*** EXTRACTED TEXT
Activities completed and work in progress.

LFC

  • Finishing service procedures for LFC.

FTS

  • Continued work to clean up DB; this caused some problems on the SC4 setup.
  • Our FTS test setup is not sufficient scale to catch all problems; working to improve it. Will use existing fts001 to fts005 for this.
  • Improving service procedures for FTS. Yaim install guide, etc.
  • Misc fixes for FTS in certification waiting to be deployed: file descriptor leak in SRM copy.

DPM

  • Nothing new.

GFAl/lcg-util

  • Nothing new.

Castor

  • new Castor release including support for TURLs in RFIO (for "durable" SRM endpoints) is being tested.
  • durable SRM endpoints are being prepared. To be added to GOCDB and BDII. Endpoint names will be srm-durable-{lhcb,atlas,cms,alice}.cern.ch
  • lcg-mon-gridftp now also reports non-SC4 gridftp transfers from experiment instance. We hope to add it to castorgrid as well. The data ends up in the Gridview plots!
  • We are ready to use yaim to manage gridmapfile creation on SRM + Castor-2 nodes, but wait for a newer yaim version with a silenced cron job.
  • Automated downloads of host certificates: certificates are being put into Sindes, an additional Lemon sensor is being prepared as well.
  • Experiment migrations:
    • Alice: done
    • Atlas: migrated last Thursday
    • CMS: user migration now foreseen for May 2nd
    • LHCb: getting ready for user migration, no date given, but should be Real Soon Now

Issues

  • Need publication of all T1 SRMs in EGEE.BDII.
******
**STATED EXERCISE**.
Please write the next part of the grid services status report, starting after its final item. The lines that come next have no role here.
*** DATA
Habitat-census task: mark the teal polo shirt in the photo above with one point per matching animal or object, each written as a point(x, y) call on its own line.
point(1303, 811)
******
**TASK RESULT**.
  • Need better simulation of tier-0 for transfer tests.
  • Need a new VO for interop testing. Initially SRM.

April 12th 2006

Activities completed since last time.

LFC

  • RLS shutdown complete.

FTS

  • SRM copy tests running to FNAL. Still tuning.
  • Upgraded FTS to 3.0rc2 release for SC4 throughput test.

DPM

  • Test version 1.5.6 available with replication/pool-draining functionality.
  • Progress on SRM v2 status code convergence.

GFAl/lcg-util

  • New version of GFAL/lcg-util fixing all outstanding issues ready for testing.

Castor

  • RGMA and lcg-mon-gridftp configuration on Castor diskservers is now fully automated
  • srm.cern.ch is now published in the site-EGEE.BDII
  • We have switched off the oplapro boxes!
  • Migrations of CMS, Atlas, LHCb: next week most activities to be migrated to Castor-2!

Work in progress

  • LFC: Starting tests with streams for replication (CERN+CNAF)
  • Improving service procedures for LFC and FTS.
  • Couple of FTS problems found in throughout testing: these are being addressed.
  • DB cleanup in FTS needed: the cleanup is affecting the rate.

Issues

March 29th 2006

Activities completed since last time.

LFC

  • RLS shutdown proceeding for 31st. No issue with migration reported.

FTS

  • No new issues.
  • Running transfers now. SRM copy test transfers will run to FNAL and BNL.

DPM

  • No new issues.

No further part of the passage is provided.